▸ **THE PROBLEM**:
Set out the listing word for word. End with the line that contains "rule: each instance of the road".
Content starts
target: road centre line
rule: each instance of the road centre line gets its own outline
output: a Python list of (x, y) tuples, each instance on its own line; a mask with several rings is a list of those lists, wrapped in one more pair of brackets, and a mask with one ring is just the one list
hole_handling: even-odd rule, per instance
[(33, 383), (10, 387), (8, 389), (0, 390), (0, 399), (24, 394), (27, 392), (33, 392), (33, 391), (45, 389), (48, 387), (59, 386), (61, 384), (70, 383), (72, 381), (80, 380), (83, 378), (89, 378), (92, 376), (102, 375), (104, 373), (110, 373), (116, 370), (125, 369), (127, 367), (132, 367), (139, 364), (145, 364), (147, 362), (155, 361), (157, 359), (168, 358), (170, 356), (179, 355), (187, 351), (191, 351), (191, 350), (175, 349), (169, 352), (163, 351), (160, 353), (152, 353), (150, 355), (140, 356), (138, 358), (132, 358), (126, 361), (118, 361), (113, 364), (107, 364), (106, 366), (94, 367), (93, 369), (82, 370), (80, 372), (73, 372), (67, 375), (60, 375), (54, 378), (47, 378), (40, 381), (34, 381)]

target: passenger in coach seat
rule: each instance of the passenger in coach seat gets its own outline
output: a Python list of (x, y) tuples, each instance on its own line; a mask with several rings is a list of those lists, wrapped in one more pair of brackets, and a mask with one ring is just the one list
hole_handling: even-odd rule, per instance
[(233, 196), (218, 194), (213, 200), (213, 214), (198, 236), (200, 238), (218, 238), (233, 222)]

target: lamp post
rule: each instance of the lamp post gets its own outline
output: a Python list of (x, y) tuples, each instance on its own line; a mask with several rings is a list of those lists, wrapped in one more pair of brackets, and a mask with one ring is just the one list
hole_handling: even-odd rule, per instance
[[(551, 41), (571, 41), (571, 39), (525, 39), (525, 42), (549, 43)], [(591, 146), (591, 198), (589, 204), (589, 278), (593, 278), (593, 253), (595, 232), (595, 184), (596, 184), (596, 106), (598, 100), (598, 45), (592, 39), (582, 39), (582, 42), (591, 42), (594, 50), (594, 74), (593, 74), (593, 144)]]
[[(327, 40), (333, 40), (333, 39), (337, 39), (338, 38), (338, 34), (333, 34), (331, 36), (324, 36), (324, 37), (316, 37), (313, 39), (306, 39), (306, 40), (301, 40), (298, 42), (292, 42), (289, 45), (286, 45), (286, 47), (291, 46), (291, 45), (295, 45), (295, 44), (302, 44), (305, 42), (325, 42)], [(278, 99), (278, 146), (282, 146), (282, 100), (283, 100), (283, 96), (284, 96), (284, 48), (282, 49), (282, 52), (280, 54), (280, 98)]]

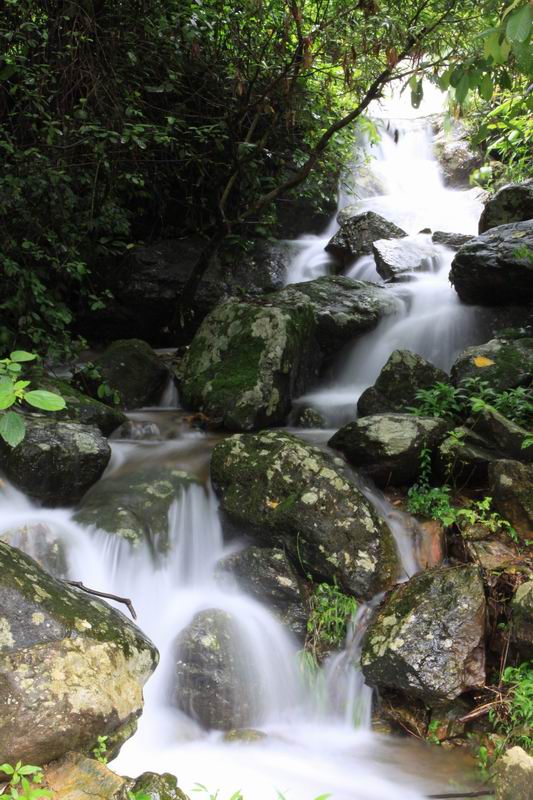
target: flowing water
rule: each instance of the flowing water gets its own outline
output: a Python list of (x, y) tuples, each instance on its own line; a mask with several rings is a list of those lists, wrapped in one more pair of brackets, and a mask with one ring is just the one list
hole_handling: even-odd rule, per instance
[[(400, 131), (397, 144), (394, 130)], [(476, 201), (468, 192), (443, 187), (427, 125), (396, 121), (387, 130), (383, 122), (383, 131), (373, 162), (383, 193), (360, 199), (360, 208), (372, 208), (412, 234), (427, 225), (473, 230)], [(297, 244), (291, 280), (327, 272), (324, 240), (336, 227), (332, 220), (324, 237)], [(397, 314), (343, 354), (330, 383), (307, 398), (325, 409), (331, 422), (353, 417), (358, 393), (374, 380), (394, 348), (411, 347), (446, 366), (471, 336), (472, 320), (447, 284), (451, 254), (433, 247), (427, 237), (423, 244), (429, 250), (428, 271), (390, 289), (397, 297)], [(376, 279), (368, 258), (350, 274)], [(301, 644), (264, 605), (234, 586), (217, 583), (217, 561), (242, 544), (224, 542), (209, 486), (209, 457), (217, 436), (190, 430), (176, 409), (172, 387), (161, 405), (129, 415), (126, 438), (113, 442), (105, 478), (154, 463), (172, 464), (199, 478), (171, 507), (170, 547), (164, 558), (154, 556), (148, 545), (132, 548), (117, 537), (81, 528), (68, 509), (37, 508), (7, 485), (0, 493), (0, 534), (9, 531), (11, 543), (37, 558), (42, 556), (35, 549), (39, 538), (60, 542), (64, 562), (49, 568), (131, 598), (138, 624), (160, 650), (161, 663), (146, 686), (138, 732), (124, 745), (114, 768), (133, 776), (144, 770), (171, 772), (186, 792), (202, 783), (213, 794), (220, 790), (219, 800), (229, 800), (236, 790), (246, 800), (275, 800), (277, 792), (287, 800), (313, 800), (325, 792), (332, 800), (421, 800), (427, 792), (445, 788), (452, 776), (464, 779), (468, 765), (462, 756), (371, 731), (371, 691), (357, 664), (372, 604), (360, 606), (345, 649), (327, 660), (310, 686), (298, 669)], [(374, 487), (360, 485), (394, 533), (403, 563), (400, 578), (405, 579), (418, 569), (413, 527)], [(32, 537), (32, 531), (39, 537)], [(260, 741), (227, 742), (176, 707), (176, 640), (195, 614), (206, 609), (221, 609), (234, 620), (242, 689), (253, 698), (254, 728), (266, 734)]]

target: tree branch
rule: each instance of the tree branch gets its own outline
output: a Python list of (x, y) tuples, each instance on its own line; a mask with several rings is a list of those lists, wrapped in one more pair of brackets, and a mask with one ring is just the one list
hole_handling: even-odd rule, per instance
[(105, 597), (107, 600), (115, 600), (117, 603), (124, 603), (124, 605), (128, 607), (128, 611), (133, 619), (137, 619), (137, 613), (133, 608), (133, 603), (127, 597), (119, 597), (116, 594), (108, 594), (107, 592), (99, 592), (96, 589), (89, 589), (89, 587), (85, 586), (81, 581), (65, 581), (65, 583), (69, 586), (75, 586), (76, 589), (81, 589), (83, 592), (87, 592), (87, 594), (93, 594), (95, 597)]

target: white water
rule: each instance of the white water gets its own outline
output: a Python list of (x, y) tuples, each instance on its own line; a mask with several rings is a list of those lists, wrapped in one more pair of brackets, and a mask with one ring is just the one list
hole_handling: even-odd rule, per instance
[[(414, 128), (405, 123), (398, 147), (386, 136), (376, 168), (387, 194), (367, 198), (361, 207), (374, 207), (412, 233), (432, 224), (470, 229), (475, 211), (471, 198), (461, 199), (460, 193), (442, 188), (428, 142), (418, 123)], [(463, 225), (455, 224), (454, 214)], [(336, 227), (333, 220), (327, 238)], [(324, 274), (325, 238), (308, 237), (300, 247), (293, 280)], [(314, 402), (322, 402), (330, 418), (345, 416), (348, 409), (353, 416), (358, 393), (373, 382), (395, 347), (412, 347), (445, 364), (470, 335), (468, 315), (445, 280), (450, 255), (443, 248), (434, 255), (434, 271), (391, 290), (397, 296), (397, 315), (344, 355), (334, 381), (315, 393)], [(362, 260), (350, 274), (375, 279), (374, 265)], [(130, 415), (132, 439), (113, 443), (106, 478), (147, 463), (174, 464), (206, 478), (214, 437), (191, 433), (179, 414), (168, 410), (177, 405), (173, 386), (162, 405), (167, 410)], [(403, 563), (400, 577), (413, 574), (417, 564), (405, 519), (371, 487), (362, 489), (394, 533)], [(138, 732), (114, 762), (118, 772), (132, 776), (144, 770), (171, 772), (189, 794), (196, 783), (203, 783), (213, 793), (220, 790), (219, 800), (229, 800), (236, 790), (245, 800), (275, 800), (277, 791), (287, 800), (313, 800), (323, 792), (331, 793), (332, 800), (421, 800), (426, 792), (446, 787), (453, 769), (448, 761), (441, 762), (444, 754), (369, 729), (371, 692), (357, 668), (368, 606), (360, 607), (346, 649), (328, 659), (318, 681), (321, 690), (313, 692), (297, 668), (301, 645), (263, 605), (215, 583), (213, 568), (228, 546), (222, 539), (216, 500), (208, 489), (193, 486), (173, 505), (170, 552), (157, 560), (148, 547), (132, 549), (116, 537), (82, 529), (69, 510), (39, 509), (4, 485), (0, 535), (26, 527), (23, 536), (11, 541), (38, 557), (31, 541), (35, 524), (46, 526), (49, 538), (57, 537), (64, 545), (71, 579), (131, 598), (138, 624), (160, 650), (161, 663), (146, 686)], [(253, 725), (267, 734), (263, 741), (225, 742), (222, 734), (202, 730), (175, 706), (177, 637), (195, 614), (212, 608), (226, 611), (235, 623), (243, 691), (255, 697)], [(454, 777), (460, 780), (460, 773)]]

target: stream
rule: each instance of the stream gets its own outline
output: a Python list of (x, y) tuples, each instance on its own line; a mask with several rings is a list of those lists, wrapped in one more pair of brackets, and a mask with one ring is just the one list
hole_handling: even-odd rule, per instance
Content ends
▸ **RESPONSE TO THIS TASK**:
target: road centre line
rule: each instance of the road centre line gets its own outline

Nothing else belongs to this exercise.